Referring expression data
^^^^^^^^^^^^^^^^

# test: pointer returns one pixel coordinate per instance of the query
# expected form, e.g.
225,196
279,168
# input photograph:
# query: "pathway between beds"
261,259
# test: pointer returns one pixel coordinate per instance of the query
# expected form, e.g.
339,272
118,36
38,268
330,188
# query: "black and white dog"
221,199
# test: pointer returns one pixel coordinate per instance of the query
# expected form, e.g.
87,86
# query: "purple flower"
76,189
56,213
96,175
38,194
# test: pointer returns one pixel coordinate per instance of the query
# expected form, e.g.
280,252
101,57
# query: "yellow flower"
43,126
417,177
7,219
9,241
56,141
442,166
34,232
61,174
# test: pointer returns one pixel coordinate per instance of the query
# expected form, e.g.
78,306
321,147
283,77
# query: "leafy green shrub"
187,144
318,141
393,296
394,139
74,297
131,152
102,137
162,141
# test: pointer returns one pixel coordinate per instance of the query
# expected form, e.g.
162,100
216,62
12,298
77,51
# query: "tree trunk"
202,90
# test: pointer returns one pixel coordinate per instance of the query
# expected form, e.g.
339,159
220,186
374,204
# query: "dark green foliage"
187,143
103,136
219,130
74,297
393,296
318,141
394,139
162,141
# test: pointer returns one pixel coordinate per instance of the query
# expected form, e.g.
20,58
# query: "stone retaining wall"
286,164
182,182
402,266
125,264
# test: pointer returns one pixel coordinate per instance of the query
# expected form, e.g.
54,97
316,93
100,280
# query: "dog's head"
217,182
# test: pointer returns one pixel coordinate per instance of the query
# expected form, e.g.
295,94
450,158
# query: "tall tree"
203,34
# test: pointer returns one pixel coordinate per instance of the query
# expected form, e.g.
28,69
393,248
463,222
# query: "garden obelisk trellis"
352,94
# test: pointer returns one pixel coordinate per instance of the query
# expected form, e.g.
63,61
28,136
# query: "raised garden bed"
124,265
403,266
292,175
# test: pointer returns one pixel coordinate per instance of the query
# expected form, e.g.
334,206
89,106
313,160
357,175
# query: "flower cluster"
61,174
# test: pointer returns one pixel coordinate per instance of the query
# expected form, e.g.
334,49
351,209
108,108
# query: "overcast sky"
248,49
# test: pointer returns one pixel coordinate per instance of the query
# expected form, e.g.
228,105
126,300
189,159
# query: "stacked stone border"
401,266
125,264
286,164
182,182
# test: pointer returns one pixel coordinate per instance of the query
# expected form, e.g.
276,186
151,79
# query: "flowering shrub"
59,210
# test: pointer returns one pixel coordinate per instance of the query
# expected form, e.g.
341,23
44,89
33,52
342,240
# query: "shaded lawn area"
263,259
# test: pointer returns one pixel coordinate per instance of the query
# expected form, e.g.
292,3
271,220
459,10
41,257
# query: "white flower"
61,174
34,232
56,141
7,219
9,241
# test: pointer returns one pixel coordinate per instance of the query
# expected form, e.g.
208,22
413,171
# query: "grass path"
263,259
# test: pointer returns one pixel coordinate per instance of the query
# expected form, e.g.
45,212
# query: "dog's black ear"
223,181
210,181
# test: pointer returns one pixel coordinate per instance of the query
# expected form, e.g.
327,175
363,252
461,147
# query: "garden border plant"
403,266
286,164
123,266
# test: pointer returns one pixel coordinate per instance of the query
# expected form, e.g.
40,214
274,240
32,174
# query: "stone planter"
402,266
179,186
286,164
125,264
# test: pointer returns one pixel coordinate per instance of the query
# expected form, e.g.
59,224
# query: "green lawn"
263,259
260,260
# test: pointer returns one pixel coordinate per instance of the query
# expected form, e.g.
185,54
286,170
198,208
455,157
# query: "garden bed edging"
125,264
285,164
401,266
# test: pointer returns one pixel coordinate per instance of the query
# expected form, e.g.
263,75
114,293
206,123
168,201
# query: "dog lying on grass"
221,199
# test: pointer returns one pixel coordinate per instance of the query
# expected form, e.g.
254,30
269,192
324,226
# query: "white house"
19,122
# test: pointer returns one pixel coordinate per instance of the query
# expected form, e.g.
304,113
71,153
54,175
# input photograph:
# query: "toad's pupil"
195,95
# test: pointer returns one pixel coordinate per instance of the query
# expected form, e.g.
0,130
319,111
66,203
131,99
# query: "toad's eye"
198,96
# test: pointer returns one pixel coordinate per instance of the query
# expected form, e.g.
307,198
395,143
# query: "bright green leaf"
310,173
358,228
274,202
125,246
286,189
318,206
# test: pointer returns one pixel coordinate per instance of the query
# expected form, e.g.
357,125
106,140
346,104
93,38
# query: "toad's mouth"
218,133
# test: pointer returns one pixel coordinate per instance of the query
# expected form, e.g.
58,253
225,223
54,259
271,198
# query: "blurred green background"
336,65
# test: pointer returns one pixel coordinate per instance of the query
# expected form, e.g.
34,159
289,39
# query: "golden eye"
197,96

^^^^^^^^^^^^^^^^

▶ **Task instructions**:
All entries above are to be reproduced exactly.

▶ **Answer to this task**:
# test: pointer returns one pixel coordinate per instance of the query
# expected form, e.g.
225,196
279,168
# input photograph:
# query: "pathway between beds"
261,259
# test: pointer returns one pixel coordinate per instance of the query
# expected form, e.g.
339,272
118,36
38,268
330,188
# query: "black and white dog"
221,199
# test: pointer returns one pixel coordinate per instance of the query
# expected form, e.g.
87,86
# query: "purple flower"
76,189
56,213
96,175
38,194
# test: pointer returns one pixel coordinate per instance of the query
# expected form, e.g.
280,252
101,57
# query: "yellow flower"
43,126
417,177
7,219
9,241
56,141
442,166
34,232
61,174
# test: pointer returns one pixel coordinate per instance of the query
# expected form, e.g.
78,306
321,147
283,77
# query: "leafy green shrub"
187,144
318,141
393,296
394,139
74,297
131,152
102,137
162,141
# test: pointer returns one pixel coordinate per instance of the query
# expected form, e.g.
162,100
216,62
12,298
77,51
# query: "tree trunk"
202,90
# test: pointer returns one pixel coordinate per instance of the query
# expected form, e.g.
339,159
220,186
374,204
# query: "dark green foliage"
187,143
103,136
219,130
74,297
393,296
318,141
394,139
162,141
# test: pointer returns one pixel coordinate per instance of the query
# expected form, e.g.
20,58
# query: "stone retaining wall"
286,164
182,182
402,266
125,264
# test: pointer returns one pixel coordinate per instance of the query
# expected form, e.g.
54,97
316,93
100,280
# query: "dog's head"
217,182
# test: pointer returns one pixel coordinate per instance of the query
# expected form, e.g.
295,94
450,158
# query: "tall tree"
203,34
# test: pointer returns one pixel coordinate per instance of the query
# expected form, e.g.
28,69
393,248
463,222
# query: "garden obelisk trellis"
352,94
# test: pointer returns one pixel coordinate per instance of the query
# expected form, e.g.
63,61
28,136
# query: "raised garden bed"
124,265
403,266
292,175
# test: pointer returns one pixel coordinate per instance of the query
# expected form, e.g.
334,206
89,106
313,160
357,175
# query: "flower cluster"
61,174
# test: pointer returns one pixel coordinate per instance of the query
# expected form, e.g.
334,49
351,209
108,108
# query: "overcast sky"
248,49
# test: pointer returns one pixel coordinate per instance of the query
# expected form, e.g.
228,105
126,300
189,159
# query: "stacked stone border"
401,266
125,264
286,164
182,182
# test: pointer returns one pixel coordinate per instance of the query
# expected form, e.g.
276,186
151,79
# query: "flowering shrub"
59,210
# test: pointer returns one pixel coordinate per instance of the query
# expected form, e.g.
341,23
44,89
33,52
342,240
# query: "shaded lawn area"
263,259
# test: pointer returns one pixel coordinate per instance of the query
# expected form, e.g.
292,3
271,220
459,10
41,257
# query: "white flower"
61,174
34,232
56,141
7,219
9,241
# test: pointer returns one pixel coordinate per instance of the query
# expected form, e.g.
208,22
413,171
# query: "grass path"
263,259
# test: pointer returns one pixel coordinate per instance of the query
# expected form, e.g.
45,212
# query: "dog's black ear"
223,181
210,181
# test: pointer returns one pixel coordinate per instance of the query
# expected form, e.g.
327,175
363,252
461,147
# query: "garden border plant"
403,266
286,164
123,266
# test: pointer returns one pixel coordinate per instance of the query
# expected form, e.g.
40,214
274,240
32,174
# query: "stone planter"
402,266
179,186
286,164
125,264
# test: pointer returns one pixel coordinate per instance of the query
# expected form, e.g.
59,224
# query: "green lawn"
263,259
260,260
# test: pointer returns one pixel coordinate per instance of the query
# expected form, e.g.
185,54
286,170
198,208
455,157
# query: "garden bed edging"
125,264
285,164
401,266
# test: pointer returns one pixel coordinate per instance of the query
# expected form, e.g.
263,75
114,293
206,123
168,201
# query: "dog lying on grass"
221,199
# test: pointer returns one pixel coordinate per instance of the query
# expected form, e.g.
254,30
269,192
324,226
# query: "white house"
19,122
# test: pointer returns one pixel coordinate per instance of the query
# expected form, e.g.
304,113
71,153
54,175
# input photograph:
# query: "toad's pupil"
195,95
# test: pointer returns one pixel coordinate per instance of the query
# expected form, e.g.
0,130
319,111
66,203
131,99
# query: "toad's eye"
198,96
# test: pointer returns one pixel coordinate per instance of the query
# expected form, e.g.
307,198
395,143
# query: "bright green leaf"
310,173
358,228
274,202
125,246
286,189
318,206
# test: pointer returns one pixel coordinate per instance of the query
# expected form, e.g.
357,125
106,140
346,104
93,38
# query: "toad's mouth"
218,133
# test: pointer returns one pixel coordinate per instance of the query
# expected form, e.g.
58,253
225,223
54,259
271,198
# query: "blurred green background"
336,65
# test: pointer returns one pixel coordinate per instance of the query
# expected form, e.g.
34,159
289,39
# query: "golden eye"
197,96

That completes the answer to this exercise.